Data entries:
________________________

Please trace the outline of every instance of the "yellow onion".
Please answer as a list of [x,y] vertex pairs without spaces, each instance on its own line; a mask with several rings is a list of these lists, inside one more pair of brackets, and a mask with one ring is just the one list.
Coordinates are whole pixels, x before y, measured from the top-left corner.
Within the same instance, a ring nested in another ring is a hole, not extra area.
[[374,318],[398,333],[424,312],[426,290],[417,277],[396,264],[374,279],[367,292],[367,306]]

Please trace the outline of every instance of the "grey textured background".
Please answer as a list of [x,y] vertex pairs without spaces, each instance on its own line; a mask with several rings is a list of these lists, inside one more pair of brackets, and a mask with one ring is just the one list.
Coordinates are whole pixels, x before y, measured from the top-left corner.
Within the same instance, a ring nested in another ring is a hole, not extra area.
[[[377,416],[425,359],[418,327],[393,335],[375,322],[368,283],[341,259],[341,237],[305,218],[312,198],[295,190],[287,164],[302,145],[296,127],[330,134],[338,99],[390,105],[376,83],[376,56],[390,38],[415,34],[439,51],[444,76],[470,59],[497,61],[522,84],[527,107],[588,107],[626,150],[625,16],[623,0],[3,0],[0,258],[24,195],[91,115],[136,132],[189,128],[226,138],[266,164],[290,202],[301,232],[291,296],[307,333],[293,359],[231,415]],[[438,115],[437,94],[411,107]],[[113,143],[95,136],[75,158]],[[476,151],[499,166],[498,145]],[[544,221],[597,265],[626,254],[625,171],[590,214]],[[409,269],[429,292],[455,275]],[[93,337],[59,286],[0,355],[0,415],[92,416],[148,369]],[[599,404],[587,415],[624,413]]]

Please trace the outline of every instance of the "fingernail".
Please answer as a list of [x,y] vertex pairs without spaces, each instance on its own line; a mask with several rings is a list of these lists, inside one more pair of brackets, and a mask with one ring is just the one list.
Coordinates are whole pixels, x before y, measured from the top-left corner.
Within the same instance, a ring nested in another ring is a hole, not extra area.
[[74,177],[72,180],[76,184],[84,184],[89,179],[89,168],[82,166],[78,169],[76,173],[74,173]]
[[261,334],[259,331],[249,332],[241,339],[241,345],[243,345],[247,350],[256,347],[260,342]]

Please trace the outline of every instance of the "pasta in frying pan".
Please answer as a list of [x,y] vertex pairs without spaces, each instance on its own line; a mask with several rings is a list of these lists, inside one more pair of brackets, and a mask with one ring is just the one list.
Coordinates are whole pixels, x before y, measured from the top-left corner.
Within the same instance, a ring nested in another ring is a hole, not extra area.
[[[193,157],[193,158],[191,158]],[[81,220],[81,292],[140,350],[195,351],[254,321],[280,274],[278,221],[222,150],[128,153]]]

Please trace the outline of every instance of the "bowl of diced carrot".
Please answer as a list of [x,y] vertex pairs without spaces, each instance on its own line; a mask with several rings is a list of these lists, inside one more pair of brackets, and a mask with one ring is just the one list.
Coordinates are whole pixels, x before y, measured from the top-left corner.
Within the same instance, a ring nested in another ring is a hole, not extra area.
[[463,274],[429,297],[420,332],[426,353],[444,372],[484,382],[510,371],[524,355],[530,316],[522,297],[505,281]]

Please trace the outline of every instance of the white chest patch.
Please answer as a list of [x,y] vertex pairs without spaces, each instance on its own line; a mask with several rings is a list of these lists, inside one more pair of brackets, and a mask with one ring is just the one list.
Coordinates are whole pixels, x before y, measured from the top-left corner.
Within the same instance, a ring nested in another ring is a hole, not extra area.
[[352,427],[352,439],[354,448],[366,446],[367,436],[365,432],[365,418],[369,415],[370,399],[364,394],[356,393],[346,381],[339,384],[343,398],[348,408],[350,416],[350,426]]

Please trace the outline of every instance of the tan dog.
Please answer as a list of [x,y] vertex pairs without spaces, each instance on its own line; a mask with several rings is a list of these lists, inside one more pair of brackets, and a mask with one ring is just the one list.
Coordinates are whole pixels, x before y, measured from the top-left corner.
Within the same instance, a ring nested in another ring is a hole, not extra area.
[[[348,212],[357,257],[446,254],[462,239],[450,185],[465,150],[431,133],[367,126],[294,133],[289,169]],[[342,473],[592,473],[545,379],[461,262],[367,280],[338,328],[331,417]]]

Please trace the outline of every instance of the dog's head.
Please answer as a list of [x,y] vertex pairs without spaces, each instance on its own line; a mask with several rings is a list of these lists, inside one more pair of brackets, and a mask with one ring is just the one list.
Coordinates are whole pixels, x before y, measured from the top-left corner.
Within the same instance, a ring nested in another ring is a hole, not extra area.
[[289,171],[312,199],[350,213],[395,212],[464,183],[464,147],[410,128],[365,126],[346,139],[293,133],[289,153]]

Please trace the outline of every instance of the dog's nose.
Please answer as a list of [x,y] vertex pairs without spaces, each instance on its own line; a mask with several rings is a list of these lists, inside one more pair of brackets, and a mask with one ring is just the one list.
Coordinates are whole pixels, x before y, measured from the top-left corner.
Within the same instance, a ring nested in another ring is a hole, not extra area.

________________________

## Task prompt
All records should be written out again exactly as given.

## Output below
Please trace the outline of every instance of the "yellow onion".
Please answer as a list of [x,y] vertex pairs without spaces, each instance on its own line; a mask with several rings is a list of these lists, inside one more pair of brackets, and a mask with one ring is just the one list.
Coordinates are whole pixels, x before y, measured from the top-left corner.
Within the same instance, a ring nested in another ring is a hole, not extra area.
[[374,318],[398,333],[424,312],[426,290],[417,277],[396,264],[374,279],[367,292],[367,306]]

Please trace the outline of every instance of the "grey textured background".
Please answer as a list of [x,y] vertex pairs without spaces, each instance on its own line; a mask with several rings is a list of these lists, inside one more pair of brackets, and a mask with one ring is just the one list.
Coordinates are whole pixels, x before y, measured from the top-left corner.
Within the same instance, a ring nested in another ring is a hole, not extra area.
[[[377,416],[425,359],[418,327],[393,335],[375,322],[368,283],[341,259],[341,237],[305,218],[312,198],[295,190],[287,164],[302,145],[296,127],[330,134],[338,99],[390,105],[376,83],[376,56],[390,38],[415,34],[439,51],[444,76],[470,59],[497,61],[522,84],[527,107],[588,107],[626,150],[625,16],[623,0],[3,0],[0,258],[24,195],[91,115],[136,132],[189,128],[226,138],[266,164],[290,202],[301,232],[291,296],[307,333],[293,359],[231,415]],[[438,115],[437,94],[411,107]],[[113,143],[95,136],[75,158]],[[476,151],[499,166],[498,145]],[[544,221],[597,265],[626,254],[625,171],[590,214]],[[409,269],[429,292],[455,275]],[[93,337],[59,286],[0,355],[0,415],[92,416],[148,369]],[[599,404],[587,415],[624,413]]]

Please trace the outline of every instance of the "fingernail".
Please answer as a list of [x,y] vertex pairs without spaces, each instance on its own line; a mask with several rings is a list of these lists, inside one more pair of brackets, and a mask with one ring is just the one list.
Coordinates are whole pixels, x before y, measured from the top-left corner.
Within the same instance, a ring nested in another ring is a hole, not extra area.
[[74,177],[72,180],[76,184],[84,184],[89,179],[89,168],[82,166],[78,169],[76,173],[74,173]]
[[261,334],[259,331],[249,332],[241,339],[241,345],[243,345],[247,350],[256,347],[260,342]]

Please trace the outline of every instance of the "pasta in frying pan".
Please answer as a list of [x,y] vertex pairs without spaces, each instance on its own line; a mask with several rings is a list of these lists, inside one more pair of brackets, and a mask with one ring is just the one list.
Coordinates are whole pixels, x before y, measured from the top-left corner.
Within the same instance, a ring nested in another ring is a hole, not extra area.
[[[193,157],[193,158],[191,158]],[[81,220],[81,292],[140,350],[195,351],[254,321],[280,274],[278,221],[222,150],[128,153]]]

Please trace the outline of every instance of the "bowl of diced carrot".
Please answer as a list of [x,y] vertex pairs without spaces, each instance on its own line; a mask with several rings is a list of these lists, inside one more pair of brackets, and a mask with one ring is just the one list.
Coordinates are whole pixels, x before y, measured from the top-left corner.
Within the same instance, a ring nested in another ring is a hole, not extra area.
[[463,274],[429,297],[420,332],[426,353],[444,372],[484,382],[510,371],[524,355],[530,316],[522,297],[505,281]]

Please trace the outline of every instance of the white chest patch.
Please answer as a list of [x,y] vertex pairs without spaces, each instance on its own line; a mask with several rings is a list of these lists, inside one more pair of brackets, and a mask with one ring is just the one list.
Coordinates are whole pixels, x before y, measured from the top-left corner.
Within the same instance, a ring nested in another ring is a hole, not extra area.
[[352,427],[352,439],[354,448],[366,446],[367,436],[365,432],[365,418],[369,415],[370,399],[364,394],[356,393],[346,381],[339,384],[343,398],[348,408],[350,416],[350,426]]

Please trace the outline of every instance of the tan dog.
Please answer as a list of [x,y] vertex pairs without spaces, each instance on its own line; a mask with several rings is a list of these lists, inside one more pair of brackets, and a mask with one ring is just the one list.
Coordinates are whole pixels, x before y, measured from the top-left corner.
Within the same instance, a ring nested in another ring is a hole, not extra area.
[[[348,212],[357,257],[446,254],[462,239],[450,185],[465,150],[431,133],[367,126],[294,133],[289,169]],[[342,473],[592,473],[545,379],[461,262],[367,280],[338,328],[331,417]]]

Please trace the outline of every instance of the dog's head.
Please answer as a list of [x,y] vertex pairs without spaces, each instance on its own line; a mask with several rings is a list of these lists, inside one more pair of brackets, and a mask with one ring is just the one list.
Coordinates are whole pixels, x before y, measured from the top-left corner.
Within the same instance, a ring nested in another ring is a hole, not extra area.
[[289,171],[312,199],[350,213],[395,212],[464,183],[464,147],[410,128],[365,126],[346,139],[293,133],[289,153]]

Please trace the outline of every instance of the dog's nose.
Please answer as a list of [x,y] vertex pairs without spaces, each instance on its own line; a mask with several rings is a list of these lists, inside one more pair of brackets, and a mask with one ring is just the one list.
Coordinates are whole pixels, x before y, measured from the top-left corner.
Within the same instance, a ring nested in another ring is a hole, not extra area.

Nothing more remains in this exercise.